■ Problemas y tareas ■
1. Resume en una lista breve el párrafo del extracto que comienza con "Gloria advierte que no quiere dinero", conservando sus datos principales.
2. Por favor, escribe sin cambios el pasaje del extracto que empieza con "Al mismo tiempo, su" y sigue hasta "pronto tenga respuestas.".

■ Extracto de la página ■
<<<<

La JEP no juzga por delitos individuales. Esta justicia intenta explicar fenómenos de macrocriminalidad, a partir de los testimonios de los responsables, la recolección de informes y relatos de las víctimas, las entidades del Estado y las organizaciones sociales. Sin embargo, la JEP le ha preguntado a quienes están sometidos a ella sobre algunos casos puntuales, como el de Gloria. Villarraga y los excombatientes del Frente 29 deben responder por el secuestro y posterior desaparición del Mono.
Al mismo tiempo, su caso también lo adelanta la Unidad de Búsqueda de Personas Dadas por Desaparecidas, otra de las entidades que se crearon tras el Acuerdo de Paz y que tiene la particularidad de ser un organismo extrajudicial. Dos investigadores asumieron su caso y Gloria espera que pronto tenga respuestas.
Gloria advierte que no quiere dinero ni tampoco actos de perdón; sólo desea saber qué sucedió con su hijo, si está vivo o no. Teme que su salud empeore y no pueda conocer los hechos, como le ocurrió al padre del Mono, quien falleció hace tres años. Ya ni siquiera sale a montar bicicleta por temor a contagiarse del Covid-19: “Me tengo que cuidar porque, con tantos achaques, no me puedo morir sin saber de Jairito. Es mi única preocupación”.
Dice también que ya perdonó a quienes le causaron su dolor. En medio de tantas puertas que tocó buscando a Jhon Jairo, Gloria se encontró con el teatro y fue en el mundo del arte donde pudo dar ese paso. “La actriz Alejandra Borrero quería hacer una obra con víctimas y victimarios del conflicto armado. Ella le hizo un comentario sobre este tema a un amigo coronel y él le ayudó a contactarse con la Unidad para las Víctimas, donde estaba trabajando, para buscar a personas interesadas en procesos de reconciliación. Así fue como me recomendaron a mí”, relata.

>>>>

■ Material dado ■
<<<<

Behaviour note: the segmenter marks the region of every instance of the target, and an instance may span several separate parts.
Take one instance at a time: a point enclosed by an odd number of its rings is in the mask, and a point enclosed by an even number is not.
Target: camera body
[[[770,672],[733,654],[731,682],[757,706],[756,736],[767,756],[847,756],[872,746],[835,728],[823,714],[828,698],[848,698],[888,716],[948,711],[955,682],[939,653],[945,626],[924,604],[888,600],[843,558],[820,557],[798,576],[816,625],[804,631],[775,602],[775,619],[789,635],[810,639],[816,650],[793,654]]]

>>>>

■ Respuestas del ejercicio ■
1.
- Gloria no quiere dinero ni actos de perdón; solo quiere saber qué pasó con su hijo y si está vivo o no.
- Teme que su salud empeore y no llegue a conocer los hechos, como le ocurrió al padre del Mono, que murió hace tres años.
- Ya no sale a montar bicicleta por miedo a contagiarse de Covid-19, pues su única preocupación es no morir sin saber de Jairito.

2.
Al mismo tiempo, su caso también lo adelanta la Unidad de Búsqueda de Personas Dadas por Desaparecidas, otra de las entidades que se crearon tras el Acuerdo de Paz y que tiene la particularidad de ser un organismo extrajudicial. Dos investigadores asumieron su caso y Gloria espera que pronto tenga respuestas.